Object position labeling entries
————————

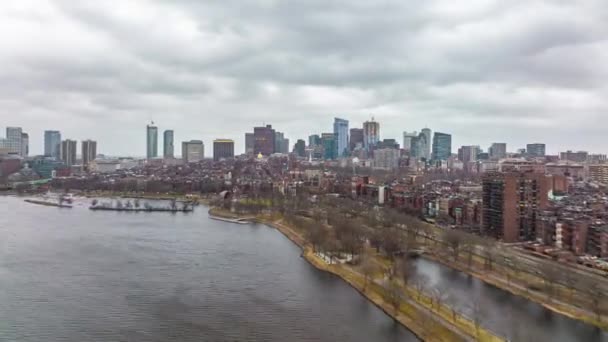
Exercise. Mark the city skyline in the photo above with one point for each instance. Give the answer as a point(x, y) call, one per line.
point(477, 72)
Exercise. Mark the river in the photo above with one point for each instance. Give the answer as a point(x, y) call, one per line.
point(78, 275)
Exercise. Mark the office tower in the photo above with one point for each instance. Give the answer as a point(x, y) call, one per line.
point(356, 138)
point(89, 152)
point(52, 143)
point(498, 151)
point(314, 140)
point(371, 134)
point(427, 148)
point(468, 153)
point(420, 146)
point(407, 140)
point(511, 204)
point(577, 157)
point(386, 158)
point(168, 144)
point(263, 140)
point(25, 144)
point(12, 144)
point(442, 146)
point(151, 141)
point(249, 143)
point(223, 149)
point(330, 146)
point(536, 150)
point(281, 144)
point(341, 132)
point(68, 152)
point(193, 151)
point(300, 148)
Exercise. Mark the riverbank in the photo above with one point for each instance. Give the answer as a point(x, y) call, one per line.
point(416, 312)
point(522, 291)
point(48, 204)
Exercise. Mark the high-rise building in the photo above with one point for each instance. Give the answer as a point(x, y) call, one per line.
point(536, 150)
point(512, 202)
point(52, 143)
point(168, 144)
point(498, 151)
point(68, 152)
point(151, 141)
point(577, 157)
point(468, 153)
point(12, 144)
point(356, 138)
point(264, 140)
point(314, 140)
point(249, 143)
point(371, 134)
point(341, 132)
point(407, 139)
point(427, 148)
point(223, 149)
point(330, 146)
point(300, 148)
point(25, 144)
point(442, 146)
point(386, 158)
point(89, 152)
point(193, 151)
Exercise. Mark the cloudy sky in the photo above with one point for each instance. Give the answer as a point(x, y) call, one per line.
point(484, 71)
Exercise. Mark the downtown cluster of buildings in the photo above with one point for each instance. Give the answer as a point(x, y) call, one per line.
point(192, 151)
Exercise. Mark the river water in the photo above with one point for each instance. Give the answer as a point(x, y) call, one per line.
point(78, 275)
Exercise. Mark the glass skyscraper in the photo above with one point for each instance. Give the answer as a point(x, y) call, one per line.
point(168, 149)
point(151, 141)
point(442, 146)
point(52, 143)
point(341, 132)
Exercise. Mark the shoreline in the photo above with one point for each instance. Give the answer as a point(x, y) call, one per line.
point(440, 330)
point(500, 284)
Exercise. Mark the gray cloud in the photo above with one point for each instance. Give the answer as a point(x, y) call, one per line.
point(488, 71)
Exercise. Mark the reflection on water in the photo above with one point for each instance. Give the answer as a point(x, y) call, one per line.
point(508, 315)
point(77, 275)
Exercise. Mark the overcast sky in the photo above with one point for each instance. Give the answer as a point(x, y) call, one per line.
point(484, 71)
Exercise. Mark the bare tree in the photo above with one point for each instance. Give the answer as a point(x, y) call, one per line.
point(421, 281)
point(392, 294)
point(368, 268)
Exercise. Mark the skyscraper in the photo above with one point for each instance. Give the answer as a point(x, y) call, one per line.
point(52, 142)
point(249, 143)
point(223, 148)
point(535, 150)
point(371, 134)
point(193, 151)
point(263, 140)
point(151, 141)
point(341, 132)
point(511, 204)
point(442, 146)
point(89, 152)
point(68, 152)
point(356, 138)
point(168, 144)
point(12, 144)
point(314, 140)
point(330, 146)
point(300, 148)
point(427, 146)
point(498, 151)
point(25, 144)
point(407, 140)
point(468, 153)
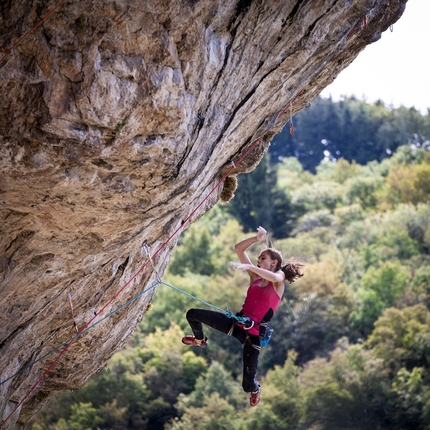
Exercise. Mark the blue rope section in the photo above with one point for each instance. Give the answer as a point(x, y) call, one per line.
point(240, 319)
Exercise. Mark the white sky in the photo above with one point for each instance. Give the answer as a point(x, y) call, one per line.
point(396, 68)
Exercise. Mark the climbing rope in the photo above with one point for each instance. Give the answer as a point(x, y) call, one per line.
point(149, 260)
point(66, 345)
point(238, 318)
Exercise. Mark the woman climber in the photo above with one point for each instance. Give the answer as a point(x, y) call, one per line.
point(262, 299)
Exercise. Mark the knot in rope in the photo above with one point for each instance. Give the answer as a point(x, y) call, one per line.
point(239, 318)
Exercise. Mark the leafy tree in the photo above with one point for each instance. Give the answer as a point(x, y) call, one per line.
point(350, 129)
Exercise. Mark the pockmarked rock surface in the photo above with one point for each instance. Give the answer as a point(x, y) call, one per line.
point(118, 119)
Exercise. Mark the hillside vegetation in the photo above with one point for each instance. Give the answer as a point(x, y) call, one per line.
point(351, 347)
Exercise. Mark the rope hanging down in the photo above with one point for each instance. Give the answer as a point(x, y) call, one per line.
point(139, 271)
point(240, 319)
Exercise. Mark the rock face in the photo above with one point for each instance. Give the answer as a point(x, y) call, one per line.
point(119, 118)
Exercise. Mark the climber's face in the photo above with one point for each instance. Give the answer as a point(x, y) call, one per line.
point(266, 262)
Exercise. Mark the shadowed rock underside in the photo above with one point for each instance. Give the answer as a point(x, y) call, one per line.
point(118, 119)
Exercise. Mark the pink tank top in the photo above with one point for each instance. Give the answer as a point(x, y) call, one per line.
point(258, 301)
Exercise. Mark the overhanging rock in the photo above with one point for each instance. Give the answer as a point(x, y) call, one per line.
point(118, 118)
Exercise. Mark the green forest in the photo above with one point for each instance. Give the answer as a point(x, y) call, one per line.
point(349, 196)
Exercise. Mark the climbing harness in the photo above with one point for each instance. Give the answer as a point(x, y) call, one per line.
point(66, 345)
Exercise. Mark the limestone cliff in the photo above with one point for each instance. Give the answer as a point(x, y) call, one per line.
point(118, 118)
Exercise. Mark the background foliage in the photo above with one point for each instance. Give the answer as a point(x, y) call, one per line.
point(351, 347)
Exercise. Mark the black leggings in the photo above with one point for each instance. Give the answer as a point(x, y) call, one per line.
point(250, 343)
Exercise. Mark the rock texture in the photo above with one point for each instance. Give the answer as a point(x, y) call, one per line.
point(118, 118)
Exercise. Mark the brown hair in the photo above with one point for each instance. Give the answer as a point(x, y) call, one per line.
point(292, 269)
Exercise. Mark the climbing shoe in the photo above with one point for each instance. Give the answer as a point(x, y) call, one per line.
point(254, 397)
point(191, 340)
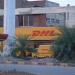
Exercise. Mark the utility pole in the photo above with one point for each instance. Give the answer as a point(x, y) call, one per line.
point(9, 25)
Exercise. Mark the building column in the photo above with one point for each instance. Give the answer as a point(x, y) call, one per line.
point(9, 25)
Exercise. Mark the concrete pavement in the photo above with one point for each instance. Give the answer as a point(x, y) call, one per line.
point(39, 70)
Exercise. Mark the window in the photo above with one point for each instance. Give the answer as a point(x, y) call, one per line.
point(25, 20)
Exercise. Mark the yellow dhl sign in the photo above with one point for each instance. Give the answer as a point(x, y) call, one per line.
point(38, 33)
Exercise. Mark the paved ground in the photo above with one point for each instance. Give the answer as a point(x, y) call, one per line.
point(15, 73)
point(38, 70)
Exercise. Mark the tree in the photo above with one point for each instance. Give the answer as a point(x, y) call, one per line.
point(65, 44)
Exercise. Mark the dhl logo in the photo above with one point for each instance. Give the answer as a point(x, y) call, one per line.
point(44, 33)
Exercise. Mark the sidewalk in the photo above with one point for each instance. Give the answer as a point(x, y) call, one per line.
point(43, 61)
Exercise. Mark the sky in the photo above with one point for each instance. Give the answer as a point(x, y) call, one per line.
point(63, 2)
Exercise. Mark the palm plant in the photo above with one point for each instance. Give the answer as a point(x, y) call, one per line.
point(65, 44)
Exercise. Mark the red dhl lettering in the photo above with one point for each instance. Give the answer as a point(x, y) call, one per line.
point(44, 33)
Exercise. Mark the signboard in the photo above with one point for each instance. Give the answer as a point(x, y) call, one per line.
point(39, 33)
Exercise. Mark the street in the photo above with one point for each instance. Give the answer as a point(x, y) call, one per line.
point(38, 69)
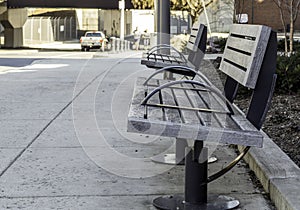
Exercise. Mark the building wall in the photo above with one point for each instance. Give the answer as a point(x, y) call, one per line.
point(220, 15)
point(264, 12)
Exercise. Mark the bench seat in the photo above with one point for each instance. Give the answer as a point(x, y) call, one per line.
point(194, 120)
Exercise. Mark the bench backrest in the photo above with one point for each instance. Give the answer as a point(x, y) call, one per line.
point(197, 37)
point(197, 44)
point(244, 53)
point(250, 59)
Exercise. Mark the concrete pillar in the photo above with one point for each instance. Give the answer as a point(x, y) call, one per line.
point(164, 21)
point(13, 21)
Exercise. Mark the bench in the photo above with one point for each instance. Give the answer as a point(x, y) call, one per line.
point(197, 110)
point(163, 55)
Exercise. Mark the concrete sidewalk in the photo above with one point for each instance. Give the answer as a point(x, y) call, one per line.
point(64, 144)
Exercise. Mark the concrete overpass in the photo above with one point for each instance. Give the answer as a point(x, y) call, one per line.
point(13, 14)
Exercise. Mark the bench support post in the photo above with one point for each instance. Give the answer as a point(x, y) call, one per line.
point(195, 196)
point(176, 158)
point(196, 174)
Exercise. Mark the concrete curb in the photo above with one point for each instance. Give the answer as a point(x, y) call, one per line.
point(279, 175)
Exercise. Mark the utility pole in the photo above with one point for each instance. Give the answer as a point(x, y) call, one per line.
point(122, 19)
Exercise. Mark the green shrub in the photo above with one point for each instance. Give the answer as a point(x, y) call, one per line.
point(288, 73)
point(296, 45)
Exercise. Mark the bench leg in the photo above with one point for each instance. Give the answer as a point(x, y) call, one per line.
point(177, 158)
point(195, 196)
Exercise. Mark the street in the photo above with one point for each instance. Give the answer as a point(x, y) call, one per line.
point(64, 144)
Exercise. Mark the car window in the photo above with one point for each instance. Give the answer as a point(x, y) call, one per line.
point(93, 35)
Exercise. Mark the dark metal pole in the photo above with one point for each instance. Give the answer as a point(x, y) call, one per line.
point(157, 14)
point(164, 21)
point(196, 175)
point(252, 12)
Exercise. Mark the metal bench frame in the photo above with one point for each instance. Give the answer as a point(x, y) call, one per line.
point(259, 76)
point(163, 55)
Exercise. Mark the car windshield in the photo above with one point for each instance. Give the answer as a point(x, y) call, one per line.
point(93, 35)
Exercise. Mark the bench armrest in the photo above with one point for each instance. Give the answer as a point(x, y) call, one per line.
point(185, 68)
point(154, 49)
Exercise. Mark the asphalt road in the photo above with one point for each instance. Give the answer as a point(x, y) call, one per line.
point(63, 139)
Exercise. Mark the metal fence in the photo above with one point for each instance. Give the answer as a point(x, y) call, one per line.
point(49, 29)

————————

▸ **Aim**: Output the lines starting at the one that contains "Exercise. Mark the car windshield" and ending with the last line of the rows as a numbered list, with blank lines left out.

▸ **Expected output**:
1. Exercise. Mark the car windshield in the photo above with one point for each instance. Give the answer as a point(x, y) call, one per line.
2. point(93, 35)
3. Exercise. Mark the bench armrest in the photo above with one point for each instance. Give the answer as a point(x, y) call, one per line.
4. point(185, 68)
5. point(154, 49)
6. Exercise. Mark the asphalt road in the photo above with one point for each instance. Give the answer as a point(x, y) call, one per line.
7. point(63, 139)
8. Exercise. Mark the metal fence in the photo above with one point for each instance. Give the answer as a point(x, y) call, one per line.
9. point(49, 29)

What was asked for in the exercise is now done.